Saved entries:
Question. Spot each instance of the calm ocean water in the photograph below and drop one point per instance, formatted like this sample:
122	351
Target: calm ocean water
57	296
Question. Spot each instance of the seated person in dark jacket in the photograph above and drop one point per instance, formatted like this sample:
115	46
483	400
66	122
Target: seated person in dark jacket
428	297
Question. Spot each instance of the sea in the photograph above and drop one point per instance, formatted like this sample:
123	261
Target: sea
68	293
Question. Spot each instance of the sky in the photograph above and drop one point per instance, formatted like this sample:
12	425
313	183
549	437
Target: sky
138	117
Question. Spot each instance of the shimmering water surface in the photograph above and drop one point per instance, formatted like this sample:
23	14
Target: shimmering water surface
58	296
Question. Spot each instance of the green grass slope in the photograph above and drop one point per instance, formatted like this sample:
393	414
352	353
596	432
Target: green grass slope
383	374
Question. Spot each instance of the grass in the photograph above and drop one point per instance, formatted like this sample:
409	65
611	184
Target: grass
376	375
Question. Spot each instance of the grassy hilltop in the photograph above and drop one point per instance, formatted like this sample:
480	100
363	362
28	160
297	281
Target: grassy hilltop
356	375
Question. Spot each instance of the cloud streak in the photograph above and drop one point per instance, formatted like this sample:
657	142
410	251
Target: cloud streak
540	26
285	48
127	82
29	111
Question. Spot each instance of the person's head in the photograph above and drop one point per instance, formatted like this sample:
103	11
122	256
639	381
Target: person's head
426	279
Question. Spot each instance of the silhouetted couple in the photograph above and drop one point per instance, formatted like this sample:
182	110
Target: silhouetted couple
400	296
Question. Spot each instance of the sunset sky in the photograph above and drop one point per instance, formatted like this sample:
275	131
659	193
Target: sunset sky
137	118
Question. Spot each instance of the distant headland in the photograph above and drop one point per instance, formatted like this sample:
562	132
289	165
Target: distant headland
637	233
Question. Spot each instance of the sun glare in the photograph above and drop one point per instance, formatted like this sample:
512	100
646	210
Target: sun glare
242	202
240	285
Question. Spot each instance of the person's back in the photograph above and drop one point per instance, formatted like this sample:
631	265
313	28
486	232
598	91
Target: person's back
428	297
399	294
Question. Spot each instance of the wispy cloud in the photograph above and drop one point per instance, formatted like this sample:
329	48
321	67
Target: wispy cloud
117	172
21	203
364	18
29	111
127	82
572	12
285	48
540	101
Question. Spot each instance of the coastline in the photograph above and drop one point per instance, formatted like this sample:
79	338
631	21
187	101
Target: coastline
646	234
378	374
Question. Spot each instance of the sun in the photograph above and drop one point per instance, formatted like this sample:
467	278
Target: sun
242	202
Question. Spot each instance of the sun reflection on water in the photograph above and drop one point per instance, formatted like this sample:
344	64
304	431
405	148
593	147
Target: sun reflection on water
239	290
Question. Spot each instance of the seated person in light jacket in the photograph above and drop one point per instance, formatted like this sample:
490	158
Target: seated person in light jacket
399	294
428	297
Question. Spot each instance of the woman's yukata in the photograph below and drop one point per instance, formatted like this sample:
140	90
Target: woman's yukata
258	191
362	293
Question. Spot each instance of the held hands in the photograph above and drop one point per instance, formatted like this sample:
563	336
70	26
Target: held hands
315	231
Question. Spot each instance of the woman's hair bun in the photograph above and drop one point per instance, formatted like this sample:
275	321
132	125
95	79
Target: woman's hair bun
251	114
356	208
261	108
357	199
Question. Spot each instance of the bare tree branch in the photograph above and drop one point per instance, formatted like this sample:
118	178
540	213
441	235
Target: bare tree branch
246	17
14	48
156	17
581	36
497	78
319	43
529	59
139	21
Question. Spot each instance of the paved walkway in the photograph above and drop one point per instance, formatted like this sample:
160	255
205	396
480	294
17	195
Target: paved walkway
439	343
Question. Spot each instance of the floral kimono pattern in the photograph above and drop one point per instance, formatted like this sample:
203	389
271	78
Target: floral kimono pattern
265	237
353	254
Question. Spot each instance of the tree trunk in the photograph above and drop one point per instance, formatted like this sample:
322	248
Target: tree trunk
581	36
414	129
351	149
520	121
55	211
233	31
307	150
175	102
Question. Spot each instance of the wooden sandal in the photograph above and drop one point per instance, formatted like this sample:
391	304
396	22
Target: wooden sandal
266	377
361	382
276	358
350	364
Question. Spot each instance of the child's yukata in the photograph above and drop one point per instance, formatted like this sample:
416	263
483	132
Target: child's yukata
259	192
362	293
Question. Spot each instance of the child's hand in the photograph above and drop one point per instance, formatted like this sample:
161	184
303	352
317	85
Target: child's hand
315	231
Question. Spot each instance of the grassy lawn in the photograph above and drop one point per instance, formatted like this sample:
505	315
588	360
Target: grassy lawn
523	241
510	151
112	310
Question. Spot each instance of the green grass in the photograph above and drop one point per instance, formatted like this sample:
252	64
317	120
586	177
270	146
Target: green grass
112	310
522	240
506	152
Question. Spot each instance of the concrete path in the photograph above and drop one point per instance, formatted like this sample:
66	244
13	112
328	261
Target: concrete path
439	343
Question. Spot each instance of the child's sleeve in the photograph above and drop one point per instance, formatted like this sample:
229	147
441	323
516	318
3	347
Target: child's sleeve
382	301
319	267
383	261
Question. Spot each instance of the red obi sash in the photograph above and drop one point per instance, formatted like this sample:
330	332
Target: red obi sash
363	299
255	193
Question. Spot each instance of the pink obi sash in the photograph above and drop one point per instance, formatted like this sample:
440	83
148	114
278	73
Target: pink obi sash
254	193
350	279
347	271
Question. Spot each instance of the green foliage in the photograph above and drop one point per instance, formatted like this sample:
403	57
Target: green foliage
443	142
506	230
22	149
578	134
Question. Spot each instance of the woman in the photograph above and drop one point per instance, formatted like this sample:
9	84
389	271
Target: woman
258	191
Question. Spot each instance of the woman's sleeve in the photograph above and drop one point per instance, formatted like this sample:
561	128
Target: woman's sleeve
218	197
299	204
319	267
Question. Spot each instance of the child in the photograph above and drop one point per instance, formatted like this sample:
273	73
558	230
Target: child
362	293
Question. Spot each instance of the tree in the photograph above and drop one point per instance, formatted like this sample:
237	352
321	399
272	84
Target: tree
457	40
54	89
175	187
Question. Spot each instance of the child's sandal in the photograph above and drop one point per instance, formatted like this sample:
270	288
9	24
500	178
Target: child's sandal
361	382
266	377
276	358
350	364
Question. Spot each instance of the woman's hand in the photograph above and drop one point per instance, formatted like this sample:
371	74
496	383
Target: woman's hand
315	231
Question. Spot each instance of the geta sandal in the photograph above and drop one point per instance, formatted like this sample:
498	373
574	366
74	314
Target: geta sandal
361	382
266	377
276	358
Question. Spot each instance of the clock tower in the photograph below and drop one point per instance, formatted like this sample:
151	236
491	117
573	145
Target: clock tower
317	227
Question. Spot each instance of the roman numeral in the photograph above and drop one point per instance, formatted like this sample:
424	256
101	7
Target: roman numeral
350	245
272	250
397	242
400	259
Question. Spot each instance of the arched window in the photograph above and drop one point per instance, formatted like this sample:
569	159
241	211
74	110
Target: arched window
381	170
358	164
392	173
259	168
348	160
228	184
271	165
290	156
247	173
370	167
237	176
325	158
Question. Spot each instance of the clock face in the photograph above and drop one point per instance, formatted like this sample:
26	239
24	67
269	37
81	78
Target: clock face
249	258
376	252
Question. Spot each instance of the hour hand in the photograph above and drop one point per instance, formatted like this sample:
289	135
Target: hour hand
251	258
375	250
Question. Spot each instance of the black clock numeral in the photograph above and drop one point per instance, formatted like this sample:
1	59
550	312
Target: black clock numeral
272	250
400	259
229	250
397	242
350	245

TASK DESCRIPTION:
From the listing above, reproduce all the lines exactly.

RESPONSE BELOW:
Question. Spot each instance of the calm ocean water in the photograph below and drop one point per instance, formatted like this sample:
122	351
Target: calm ocean water
57	296
Question. Spot each instance of the seated person in dark jacket in the photograph above and drop one point per instance, formatted like this sample:
115	46
483	400
66	122
Target: seated person in dark jacket
428	297
Question. Spot each instance of the sea in the photograph above and drop one point per instance, formatted like this sample:
123	261
Target: sea
68	293
Question. Spot each instance of the sky in the photograph above and drop one point per instance, formatted like this sample:
12	425
313	183
549	437
Target: sky
138	117
Question. Spot each instance of the shimmering water surface in the photograph above and drop one point per instance, formatted like this sample:
23	14
Target: shimmering water surface
58	296
Question. Spot each instance of the green grass slope in the photograph above and drop one point per instance, formatted like this sample:
393	414
352	353
596	432
Target: green grass slope
383	374
Question. Spot each instance of the grass in the photograph above and drop one point per instance, formatted like this sample:
409	65
611	184
Target: grass
376	375
Question. Spot each instance of the grassy hilltop in the photograph above and drop one point per instance, formatted like this sample:
480	100
363	362
28	160
297	281
Target: grassy hilltop
356	375
Question. Spot each instance of the cloud streak in the photograph above and drop one point per instance, formatted like this sample:
657	142
410	251
Target: cloud streak
540	26
285	48
127	82
29	111
Question. Spot each instance of the person's head in the photograph above and drop one point per instance, formatted like this sample:
103	11
122	256
639	381
Target: person's head
426	279
Question. Spot each instance of the silhouetted couple in the photograph above and drop one point per instance, formatted like this sample:
182	110
Target: silhouetted couple
400	296
Question. Spot each instance of the sunset sky in the photograph above and drop one point per instance, formatted like this sample:
275	131
659	193
Target: sunset sky
137	118
Question. Spot each instance of the distant headland in the photograph above and drop one point per instance, formatted like this sample:
562	132
289	165
Target: distant headland
637	233
Question. Spot each instance of the sun glare in the photograph above and drop one point per instance, formatted like this sample:
512	100
646	210
Target: sun glare
242	202
240	285
Question. Spot each instance of the person's back in the photograph above and drop one point per instance, formatted like this sample:
631	265
313	28
486	232
598	91
Target: person's back
428	297
399	294
Question. Spot each instance of the wispy cloud in the photograph above and drop one point per instance, formatted like this sample:
329	48
321	67
Target: wispy cloud
117	172
21	203
364	18
29	111
127	82
572	12
285	48
540	101
Question. Spot each instance of the coastline in the photograph above and drop one point per instance, formatted like this sample:
79	338
631	21
187	101
Target: coastline
646	234
378	374
Question. Spot each instance of the sun in the photograph above and drop one point per instance, formatted like this sample:
467	278
Target: sun
242	202
Question. Spot each instance of the sun reflection on water in the photograph above and drop one point per instance, formatted like this sample:
344	64
304	431
405	148
593	147
Target: sun reflection on water
239	290
Question. Spot each instance of the seated person in light jacket in the photograph above and drop one point per instance, formatted like this sample:
490	158
Target: seated person in light jacket
399	294
428	297
Question. Spot each instance of the woman's yukata in the photograph below and drop one point per instance, formatted like this sample:
140	90
Target: woman's yukata
258	191
362	293
Question. Spot each instance of the held hands in the photograph above and drop one point per instance, formatted like this sample:
563	336
70	26
Target: held hands
315	231
Question. Spot each instance of the woman's hair bun in the photograph above and drop one point per instance, formatted like this sample:
275	321
132	125
95	79
Target: woman's hair bun
251	114
356	208
261	108
357	199
Question. Spot each instance of the bare tree branch in the photograph above and drop one point per instance, formatted like this sample:
118	178
540	213
441	235
Target: bare tree branch
246	17
14	48
156	17
581	36
497	78
319	43
529	59
139	21
Question. Spot each instance of the paved walkway in the photograph above and drop one point per instance, formatted like this sample:
160	255
205	396
480	294
17	195
Target: paved walkway
439	343
Question. Spot each instance of the floral kimono pattern in the photograph above and drop one point per instance, formatted like this sample:
203	389
271	78
Target: floral kimono pattern
265	237
353	254
Question. Spot each instance of the tree trunk in the photograph above and drop one point per instance, formatted like this sample:
322	248
Target: tree trunk
581	36
414	129
351	149
520	121
55	211
233	31
307	150
175	102
Question. Spot each instance of the wooden sandal in the photograph above and drop one point per instance, formatted like this sample:
391	304
396	22
Target: wooden sandal
266	377
361	382
276	358
350	364
Question. Spot each instance of the child's yukata in the photograph above and drop one point per instance, formatted like this sample:
416	263
483	132
Target: child's yukata
259	192
362	293
Question. Spot each instance of the child's hand in the photograph above and drop one point per instance, formatted like this sample:
161	184
303	352
317	85
Target: child's hand
315	231
Question. Spot each instance of the grassy lawn in the photograph above and drop one point per instance, formatted like this sample:
505	315
588	360
Target: grassy lawn
523	241
510	151
112	310
Question. Spot each instance of the green grass in the photograph above and drop one point per instance, formatted like this sample:
252	64
317	120
586	177
270	146
Target: green grass
112	310
522	240
506	152
Question. Spot each instance of the concrete path in the photograph above and drop one point per instance, formatted like this sample:
66	244
13	112
328	261
Target: concrete path
439	343
Question. Spot each instance of the child's sleeve in the photograph above and drop one point per instance, formatted like this sample:
229	147
441	323
516	318
3	347
Target: child's sleeve
382	301
319	267
383	261
Question. Spot each instance of the red obi sash in the photograph above and drop one point per instance, formatted like this sample:
330	332
Target: red obi sash
363	299
255	193
Question. Spot each instance of the pink obi sash in the photograph above and drop one point per instance, formatted like this sample:
440	83
148	114
278	73
Target: pink obi sash
254	193
350	279
347	271
Question. Spot each instance of the green foliage in the photograph above and drop one point per instance, formatted like this sample:
403	57
Target: green foliage
443	142
506	230
22	149
578	134
Question. Spot each instance of the woman in the photograph above and drop one point per instance, formatted like this sample:
9	84
389	271
Target: woman
258	191
Question. Spot each instance of the woman's sleeve in the photograph above and drop one point per instance, formatted like this sample:
561	128
Target: woman's sleeve
218	197
299	204
319	267
Question. Spot each instance of the child in the photograph above and drop one point per instance, formatted like this sample:
273	73
558	230
Target: child
362	293
Question. Spot each instance of the tree in the photograph above and drop one point per instance, formatted like this sample:
237	352
321	399
272	84
Target: tree
457	40
54	89
175	187
Question. Spot each instance of the child's sandal in the photograph above and drop one point per instance, formatted like this sample:
270	288
9	24
500	178
Target: child's sandal
361	382
266	377
276	358
350	364
Question. Spot each instance of the woman's hand in the photograph above and drop one point per instance, formatted like this sample:
371	74
496	383
Target: woman's hand
315	231
Question. Spot each instance of the geta sandal in the photograph above and drop one point per instance, formatted like this sample:
498	373
574	366
74	314
Target: geta sandal
361	382
266	377
276	358
Question. Spot each instance of the clock tower in the photograph below and drop one point per instance, formatted like this sample:
151	236
491	117
573	145
Target: clock tower
317	227
Question. Spot each instance of the roman numeral in the photograph above and drop one point per instance, formatted like this sample:
424	256
101	7
Target: roman numeral
350	245
272	250
397	242
400	259
Question. Spot each instance of the arched window in the photograph above and drop one point per instance, formatted like this sample:
569	159
241	211
74	110
Target: arched window
381	170
358	164
392	173
259	168
348	160
228	184
271	165
290	156
247	173
370	167
237	176
325	158
Question. Spot each instance of the clock face in the photograph above and drop one point per instance, formatted like this sample:
26	239
24	67
269	37
81	78
Target: clock face
249	258
376	252
Question. Spot each instance of the hour hand in the photograph above and drop one point per instance, formatted like this sample:
289	135
Target: hour hand
251	258
375	250
Question. Spot each instance of the black clock numeral in the photograph above and drop one point per instance, formatted like this sample:
1	59
550	312
Target: black clock numeral
272	250
400	259
229	250
397	242
350	245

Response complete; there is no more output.